** start Provided passage **

It’s New Year’s Day. There are innumerable myths around the world that have to do with the changing of the season, the winter solstice and the emergence of the new year from the old. One of the oldest stories shows up not only in myths, but in contemporary religions practiced all over the globe. In that myth, a hero must travel into a hostile place — a wilderness — and slay the Old Year (symbolized in any number of ways) in order to bring on renewal and the new year. That action of an old god or ruler being slain in order to bring on the new year is a fundamental pattern, and serves as the central drama even in the Christian religion. In the past week, I’ve been writing about my annual re-reading of the 14th-Century alliterative poem, Sir Gawain and the Green Knight. (CLICK HERE and HERE.) The climactic scene of the poem takes place on New Year’s Day, and the anonymous poet who wrote the poem performed an impressive feat of blending mythic traditions about the changing of the year with the stories of the Christian virtues attributed to knights like Gawain.
It’s worth taking a moment to put the end of the 14th Century into context. Although it was more than 700 years ago, it was not a time completely buried in an unrecognizable, ancient past. In 1400, simultaneously with his brother “Gawain” poet a couple of hundred miles to the north, Geoffrey Chaucer was finishing The Canterbury Tales at court in London. About forty years later, Gutenberg would devise moveable type, and just another 10 years or so after that, Caxton would begin printing books by that method in English.
Meanwhile, nearly a hundred years before Chaucer and Gawain, Dante had composed his Divina Commedia, followed not long afterwards by Boccaccio’s Decameron, and during that time there were universities established in Paris, Oxford, Bologna, Prague and Heidelberg. It was not the dark ages. The year 1400 was on its way to becoming the Renaissance, and ultimately the modern world.
Despite all these motions toward the emerging modern world, somewhere in the far north of Britain, our poet was writing verse steeped in the literature of the ancient world — Homer and Virgil and ancient legends — employing an alliterative poetic form that was more similar to the sagas and traditional oral recitation of centuries past than it was to the contemporary trends in London and Florence and Ravenna. Not only was his poetic manner antique, but Sir Gawain and the Green Knight took its subject matter from a fascinating mix of ancient legends and medieval Christian theology.
On the one hand –in the prevailing Christian theology of the day — he had a long tradition of chivalric romances: tales of knights on sacred quests, which had been associated for hundreds of years with the probably pre-Christian King Arthur and his legendary Round Table. On the other, there was a long mythic tradition — probably originating in Irish/Celtic tales — of the old sun god being slain by the new sun god. In a poem that would only take you a couple of hours, at most, to read, if it weren’t in an odd version of Middle English, the poet wove these traditions and some other ancient themes into an amazing and wonderful story.

** end Provided passage **

» Challenges
(a) Rewrite everything in the Gawain essay from "On the one hand" down to "and wonderful story.", swapping "chivalric romances" for "knightly romances".
(b) In which cities does the Gawain essay say universities were established?
(c) According to the Gawain essay, on what day does the poem's climactic scene take place?
The items after this point have no connection to the Gawain essay.

** start Supplied records **

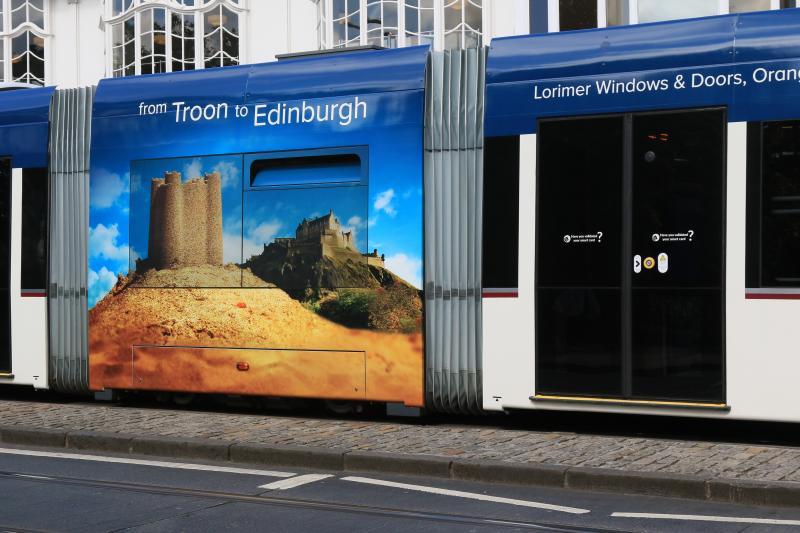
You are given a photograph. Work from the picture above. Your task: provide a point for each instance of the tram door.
(5, 266)
(629, 273)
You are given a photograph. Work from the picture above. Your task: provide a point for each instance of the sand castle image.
(185, 221)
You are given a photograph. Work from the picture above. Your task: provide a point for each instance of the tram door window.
(677, 304)
(5, 265)
(34, 230)
(630, 256)
(773, 210)
(501, 212)
(578, 296)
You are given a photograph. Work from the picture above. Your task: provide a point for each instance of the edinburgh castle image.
(185, 221)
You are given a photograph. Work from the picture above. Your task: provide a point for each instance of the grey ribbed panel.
(70, 136)
(453, 223)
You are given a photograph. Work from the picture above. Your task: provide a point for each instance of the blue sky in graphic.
(129, 151)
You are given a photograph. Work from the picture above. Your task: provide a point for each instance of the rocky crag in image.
(315, 291)
(322, 268)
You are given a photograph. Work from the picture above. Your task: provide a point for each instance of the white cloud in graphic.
(407, 267)
(106, 188)
(99, 284)
(103, 243)
(258, 236)
(229, 173)
(193, 169)
(383, 202)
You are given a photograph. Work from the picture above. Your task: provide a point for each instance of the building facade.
(78, 42)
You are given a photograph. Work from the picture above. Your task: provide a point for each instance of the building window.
(22, 41)
(419, 22)
(392, 23)
(655, 10)
(382, 23)
(152, 36)
(577, 14)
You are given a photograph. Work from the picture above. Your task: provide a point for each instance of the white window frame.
(8, 34)
(630, 6)
(325, 23)
(171, 6)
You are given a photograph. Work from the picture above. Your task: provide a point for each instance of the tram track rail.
(313, 505)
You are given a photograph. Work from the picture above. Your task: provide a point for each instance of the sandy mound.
(257, 318)
(199, 276)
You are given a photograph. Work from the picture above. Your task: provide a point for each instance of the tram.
(603, 220)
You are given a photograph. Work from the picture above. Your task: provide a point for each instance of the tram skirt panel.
(70, 135)
(453, 223)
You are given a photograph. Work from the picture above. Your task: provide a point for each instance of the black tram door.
(629, 273)
(677, 231)
(5, 265)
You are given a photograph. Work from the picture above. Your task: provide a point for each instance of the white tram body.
(743, 69)
(604, 220)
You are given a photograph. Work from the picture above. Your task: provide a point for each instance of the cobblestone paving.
(741, 461)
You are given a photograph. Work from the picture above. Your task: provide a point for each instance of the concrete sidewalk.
(740, 473)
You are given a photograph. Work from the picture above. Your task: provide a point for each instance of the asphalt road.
(43, 490)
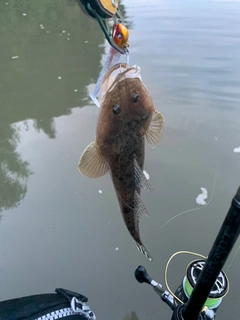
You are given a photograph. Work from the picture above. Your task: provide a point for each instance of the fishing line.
(198, 208)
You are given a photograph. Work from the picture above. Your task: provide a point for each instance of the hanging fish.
(127, 115)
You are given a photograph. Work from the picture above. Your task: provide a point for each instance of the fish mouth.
(118, 73)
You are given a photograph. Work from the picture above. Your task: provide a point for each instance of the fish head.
(126, 108)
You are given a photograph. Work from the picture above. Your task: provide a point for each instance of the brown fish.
(126, 116)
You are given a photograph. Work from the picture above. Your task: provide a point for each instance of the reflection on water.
(40, 62)
(14, 172)
(131, 316)
(188, 54)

** end Supplied records **

» List of solutions
(a)
On the one hand –in the prevailing Christian theology of the day — he had a long tradition of knightly romances: tales of knights on sacred quests, which had been associated for hundreds of years with the probably pre-Christian King Arthur and his legendary Round Table. On the other, there was a long mythic tradition — probably originating in Irish/Celtic tales — of the old sun god being slain by the new sun god. In a poem that would only take you a couple of hours, at most, to read, if it weren’t in an odd version of Middle English, the poet wove these traditions and some other ancient themes into an amazing and wonderful story.

(b) Paris, Oxford, Bologna, Prague, Heidelberg

(c) New Year's Day